=== Section Start ===
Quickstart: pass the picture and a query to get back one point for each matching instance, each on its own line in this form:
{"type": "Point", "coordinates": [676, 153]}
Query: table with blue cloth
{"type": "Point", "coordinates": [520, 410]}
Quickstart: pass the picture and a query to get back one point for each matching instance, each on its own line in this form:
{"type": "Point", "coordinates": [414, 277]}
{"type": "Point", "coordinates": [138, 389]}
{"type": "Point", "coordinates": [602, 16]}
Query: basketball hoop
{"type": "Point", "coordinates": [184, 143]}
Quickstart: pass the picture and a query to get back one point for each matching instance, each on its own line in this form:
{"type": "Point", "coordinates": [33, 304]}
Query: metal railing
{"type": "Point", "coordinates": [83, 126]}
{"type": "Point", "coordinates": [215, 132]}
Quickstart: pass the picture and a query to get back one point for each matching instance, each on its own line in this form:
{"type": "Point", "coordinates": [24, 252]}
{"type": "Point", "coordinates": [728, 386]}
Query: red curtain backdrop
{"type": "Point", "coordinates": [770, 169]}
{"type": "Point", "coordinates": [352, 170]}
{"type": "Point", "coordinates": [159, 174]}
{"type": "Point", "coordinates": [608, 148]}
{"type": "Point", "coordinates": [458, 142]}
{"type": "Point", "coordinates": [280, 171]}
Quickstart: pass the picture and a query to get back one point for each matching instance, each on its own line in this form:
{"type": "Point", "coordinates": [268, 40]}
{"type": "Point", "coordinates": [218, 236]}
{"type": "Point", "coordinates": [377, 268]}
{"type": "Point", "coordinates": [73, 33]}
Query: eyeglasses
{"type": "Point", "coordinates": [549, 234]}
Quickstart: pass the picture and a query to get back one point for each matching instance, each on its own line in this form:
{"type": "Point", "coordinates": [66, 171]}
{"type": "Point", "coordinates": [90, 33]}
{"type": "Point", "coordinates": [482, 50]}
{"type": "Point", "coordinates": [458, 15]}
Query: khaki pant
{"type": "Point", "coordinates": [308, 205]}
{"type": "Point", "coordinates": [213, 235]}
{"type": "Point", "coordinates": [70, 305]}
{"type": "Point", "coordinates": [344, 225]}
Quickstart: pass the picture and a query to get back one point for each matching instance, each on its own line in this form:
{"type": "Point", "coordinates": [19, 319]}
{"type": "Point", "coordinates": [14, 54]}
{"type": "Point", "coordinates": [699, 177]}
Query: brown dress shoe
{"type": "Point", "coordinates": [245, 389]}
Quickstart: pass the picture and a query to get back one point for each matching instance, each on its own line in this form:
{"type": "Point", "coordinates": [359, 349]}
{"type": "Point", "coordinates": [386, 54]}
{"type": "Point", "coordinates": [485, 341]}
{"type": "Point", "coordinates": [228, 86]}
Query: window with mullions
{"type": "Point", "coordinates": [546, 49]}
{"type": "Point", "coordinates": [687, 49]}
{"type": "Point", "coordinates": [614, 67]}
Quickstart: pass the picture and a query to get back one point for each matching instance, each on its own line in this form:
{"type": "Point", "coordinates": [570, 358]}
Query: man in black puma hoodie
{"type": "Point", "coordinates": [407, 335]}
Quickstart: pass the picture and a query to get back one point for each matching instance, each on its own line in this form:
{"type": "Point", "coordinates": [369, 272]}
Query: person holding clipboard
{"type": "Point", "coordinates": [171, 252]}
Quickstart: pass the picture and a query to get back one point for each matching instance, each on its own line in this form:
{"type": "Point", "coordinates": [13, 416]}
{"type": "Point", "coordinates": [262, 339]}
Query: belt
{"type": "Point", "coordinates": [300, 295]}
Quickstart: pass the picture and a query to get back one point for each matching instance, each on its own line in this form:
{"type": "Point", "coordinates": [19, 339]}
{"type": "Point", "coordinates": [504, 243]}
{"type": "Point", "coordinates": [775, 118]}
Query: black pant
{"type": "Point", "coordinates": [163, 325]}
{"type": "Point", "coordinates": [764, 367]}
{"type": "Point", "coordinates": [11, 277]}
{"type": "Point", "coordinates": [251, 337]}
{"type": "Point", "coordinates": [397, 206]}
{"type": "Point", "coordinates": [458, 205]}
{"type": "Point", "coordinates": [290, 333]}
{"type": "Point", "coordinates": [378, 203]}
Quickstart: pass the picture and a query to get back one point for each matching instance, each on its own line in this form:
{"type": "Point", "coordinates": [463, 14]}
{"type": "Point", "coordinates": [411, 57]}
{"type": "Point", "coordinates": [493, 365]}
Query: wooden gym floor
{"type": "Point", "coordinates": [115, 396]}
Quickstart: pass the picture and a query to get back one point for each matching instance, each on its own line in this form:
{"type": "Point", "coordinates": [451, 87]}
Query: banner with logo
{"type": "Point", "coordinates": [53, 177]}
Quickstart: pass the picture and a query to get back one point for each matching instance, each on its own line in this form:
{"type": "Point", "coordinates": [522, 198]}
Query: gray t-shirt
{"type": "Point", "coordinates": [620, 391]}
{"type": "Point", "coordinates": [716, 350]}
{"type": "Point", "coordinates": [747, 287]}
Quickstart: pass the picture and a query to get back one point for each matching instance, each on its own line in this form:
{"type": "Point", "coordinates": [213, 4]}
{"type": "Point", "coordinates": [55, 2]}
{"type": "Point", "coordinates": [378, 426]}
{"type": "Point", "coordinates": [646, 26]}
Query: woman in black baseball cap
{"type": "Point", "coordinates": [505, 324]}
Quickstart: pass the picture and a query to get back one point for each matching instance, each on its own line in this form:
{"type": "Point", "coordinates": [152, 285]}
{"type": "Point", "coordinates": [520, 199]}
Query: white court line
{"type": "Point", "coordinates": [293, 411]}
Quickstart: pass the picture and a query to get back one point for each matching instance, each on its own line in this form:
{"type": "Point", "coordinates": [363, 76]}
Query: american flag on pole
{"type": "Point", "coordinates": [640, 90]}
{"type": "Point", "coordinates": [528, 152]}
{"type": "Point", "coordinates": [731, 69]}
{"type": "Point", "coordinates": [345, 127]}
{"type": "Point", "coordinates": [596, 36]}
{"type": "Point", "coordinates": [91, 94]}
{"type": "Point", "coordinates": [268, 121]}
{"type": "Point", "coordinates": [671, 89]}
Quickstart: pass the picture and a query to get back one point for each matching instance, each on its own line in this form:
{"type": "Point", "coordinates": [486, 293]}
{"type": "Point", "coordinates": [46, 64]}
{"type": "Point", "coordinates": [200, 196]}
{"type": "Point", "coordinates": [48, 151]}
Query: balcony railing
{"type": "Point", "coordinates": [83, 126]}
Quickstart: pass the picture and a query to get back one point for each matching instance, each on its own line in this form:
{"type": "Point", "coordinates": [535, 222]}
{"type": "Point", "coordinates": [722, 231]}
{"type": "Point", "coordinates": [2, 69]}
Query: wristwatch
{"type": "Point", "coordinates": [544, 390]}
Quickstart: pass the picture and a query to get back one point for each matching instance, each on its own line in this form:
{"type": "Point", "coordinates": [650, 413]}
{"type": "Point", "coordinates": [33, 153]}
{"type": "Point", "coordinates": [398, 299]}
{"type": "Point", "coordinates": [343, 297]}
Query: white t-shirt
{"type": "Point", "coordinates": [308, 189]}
=== Section End ===
Every entry above must be returned word for word.

Quickstart: pass the picture and a query to get back one point for each matching instance, each on its own line in this form:
{"type": "Point", "coordinates": [676, 153]}
Query: table with blue cloth
{"type": "Point", "coordinates": [520, 410]}
Quickstart: pass the picture and a query to get back one point for each matching instance, each on its own line in this form:
{"type": "Point", "coordinates": [414, 277]}
{"type": "Point", "coordinates": [138, 389]}
{"type": "Point", "coordinates": [602, 16]}
Query: basketball hoop
{"type": "Point", "coordinates": [184, 143]}
Quickstart: pass the picture and a query to get back one point for each matching instance, each on its own line in this form:
{"type": "Point", "coordinates": [33, 304]}
Query: metal railing
{"type": "Point", "coordinates": [83, 126]}
{"type": "Point", "coordinates": [215, 132]}
Quickstart: pass the picture and a query to get back one point for each matching instance, each on its own line in this form:
{"type": "Point", "coordinates": [24, 252]}
{"type": "Point", "coordinates": [728, 386]}
Query: red curtain backdrop
{"type": "Point", "coordinates": [770, 169]}
{"type": "Point", "coordinates": [352, 170]}
{"type": "Point", "coordinates": [159, 174]}
{"type": "Point", "coordinates": [608, 148]}
{"type": "Point", "coordinates": [458, 142]}
{"type": "Point", "coordinates": [280, 171]}
Quickstart: pass the picture and a query to get back one point for each matching instance, each on its own line in this form:
{"type": "Point", "coordinates": [268, 40]}
{"type": "Point", "coordinates": [218, 236]}
{"type": "Point", "coordinates": [377, 268]}
{"type": "Point", "coordinates": [73, 33]}
Query: eyeglasses
{"type": "Point", "coordinates": [549, 234]}
Quickstart: pass the picture and a query to get back one point for each matching instance, each on its own line in this form:
{"type": "Point", "coordinates": [66, 171]}
{"type": "Point", "coordinates": [90, 33]}
{"type": "Point", "coordinates": [482, 50]}
{"type": "Point", "coordinates": [458, 15]}
Query: khaki pant
{"type": "Point", "coordinates": [308, 205]}
{"type": "Point", "coordinates": [213, 235]}
{"type": "Point", "coordinates": [70, 305]}
{"type": "Point", "coordinates": [344, 225]}
Quickstart: pass the picture and a query to get back one point for each matching instance, each on its own line in this form:
{"type": "Point", "coordinates": [19, 319]}
{"type": "Point", "coordinates": [14, 54]}
{"type": "Point", "coordinates": [699, 177]}
Query: brown dress shoe
{"type": "Point", "coordinates": [245, 389]}
Quickstart: pass the picture and a query to get back one point for each matching instance, each on its own line in this form:
{"type": "Point", "coordinates": [359, 349]}
{"type": "Point", "coordinates": [386, 54]}
{"type": "Point", "coordinates": [485, 341]}
{"type": "Point", "coordinates": [228, 86]}
Query: window with mullions
{"type": "Point", "coordinates": [546, 49]}
{"type": "Point", "coordinates": [687, 49]}
{"type": "Point", "coordinates": [614, 67]}
Quickstart: pass the picture and a query to get back one point for each matching instance, each on its own line in this form:
{"type": "Point", "coordinates": [570, 358]}
Query: man in black puma hoodie
{"type": "Point", "coordinates": [407, 335]}
Quickstart: pass the picture and a query to get back one point for each matching instance, each on its own line in this form:
{"type": "Point", "coordinates": [369, 272]}
Query: person holding clipboard
{"type": "Point", "coordinates": [171, 252]}
Quickstart: pass the picture and a query to get back one point for each matching instance, each on its own line in this form:
{"type": "Point", "coordinates": [13, 416]}
{"type": "Point", "coordinates": [262, 339]}
Query: belt
{"type": "Point", "coordinates": [300, 295]}
Quickstart: pass the picture and a query to get back one point for each matching instance, each on its own line in this form:
{"type": "Point", "coordinates": [19, 339]}
{"type": "Point", "coordinates": [504, 243]}
{"type": "Point", "coordinates": [775, 118]}
Query: black pant
{"type": "Point", "coordinates": [163, 325]}
{"type": "Point", "coordinates": [764, 367]}
{"type": "Point", "coordinates": [11, 277]}
{"type": "Point", "coordinates": [251, 337]}
{"type": "Point", "coordinates": [397, 206]}
{"type": "Point", "coordinates": [458, 205]}
{"type": "Point", "coordinates": [290, 333]}
{"type": "Point", "coordinates": [378, 203]}
Quickstart: pass the picture and a query to get back one point for each matching instance, each on its own line in this form:
{"type": "Point", "coordinates": [463, 14]}
{"type": "Point", "coordinates": [411, 57]}
{"type": "Point", "coordinates": [493, 365]}
Query: wooden gym floor
{"type": "Point", "coordinates": [115, 396]}
Quickstart: pass the picture and a query to get back one point for each matching instance, each on its own line in this form:
{"type": "Point", "coordinates": [451, 87]}
Query: banner with logo
{"type": "Point", "coordinates": [53, 177]}
Quickstart: pass the picture and a query to get back one point for each matching instance, each on its own line in this form:
{"type": "Point", "coordinates": [522, 198]}
Query: gray t-shirt
{"type": "Point", "coordinates": [620, 391]}
{"type": "Point", "coordinates": [716, 350]}
{"type": "Point", "coordinates": [747, 287]}
Quickstart: pass the picture and a query to get back one point for each matching instance, each on its own line in this form:
{"type": "Point", "coordinates": [213, 4]}
{"type": "Point", "coordinates": [55, 2]}
{"type": "Point", "coordinates": [378, 426]}
{"type": "Point", "coordinates": [646, 26]}
Query: woman in black baseball cap
{"type": "Point", "coordinates": [505, 324]}
Quickstart: pass the picture and a query to get back one point for each matching instance, each on its own line in this form:
{"type": "Point", "coordinates": [152, 285]}
{"type": "Point", "coordinates": [520, 199]}
Query: white court line
{"type": "Point", "coordinates": [293, 411]}
Quickstart: pass the picture and a query to get back one point for each matching instance, each on its own line in this form:
{"type": "Point", "coordinates": [363, 76]}
Query: american flag on pole
{"type": "Point", "coordinates": [640, 90]}
{"type": "Point", "coordinates": [528, 152]}
{"type": "Point", "coordinates": [731, 69]}
{"type": "Point", "coordinates": [345, 127]}
{"type": "Point", "coordinates": [596, 36]}
{"type": "Point", "coordinates": [91, 94]}
{"type": "Point", "coordinates": [268, 121]}
{"type": "Point", "coordinates": [671, 89]}
Quickstart: pass the picture and a query to get back one point for each matching instance, each on its own line in this form:
{"type": "Point", "coordinates": [486, 293]}
{"type": "Point", "coordinates": [46, 64]}
{"type": "Point", "coordinates": [200, 196]}
{"type": "Point", "coordinates": [48, 151]}
Query: balcony railing
{"type": "Point", "coordinates": [83, 126]}
Quickstart: pass the picture and a query to get back one point for each matching instance, each on its own line in this form:
{"type": "Point", "coordinates": [535, 222]}
{"type": "Point", "coordinates": [722, 231]}
{"type": "Point", "coordinates": [2, 69]}
Query: wristwatch
{"type": "Point", "coordinates": [544, 390]}
Quickstart: pass the picture and a query to get back one point for each matching instance, each on its own line in this form:
{"type": "Point", "coordinates": [650, 413]}
{"type": "Point", "coordinates": [33, 153]}
{"type": "Point", "coordinates": [398, 299]}
{"type": "Point", "coordinates": [343, 297]}
Query: white t-shirt
{"type": "Point", "coordinates": [308, 189]}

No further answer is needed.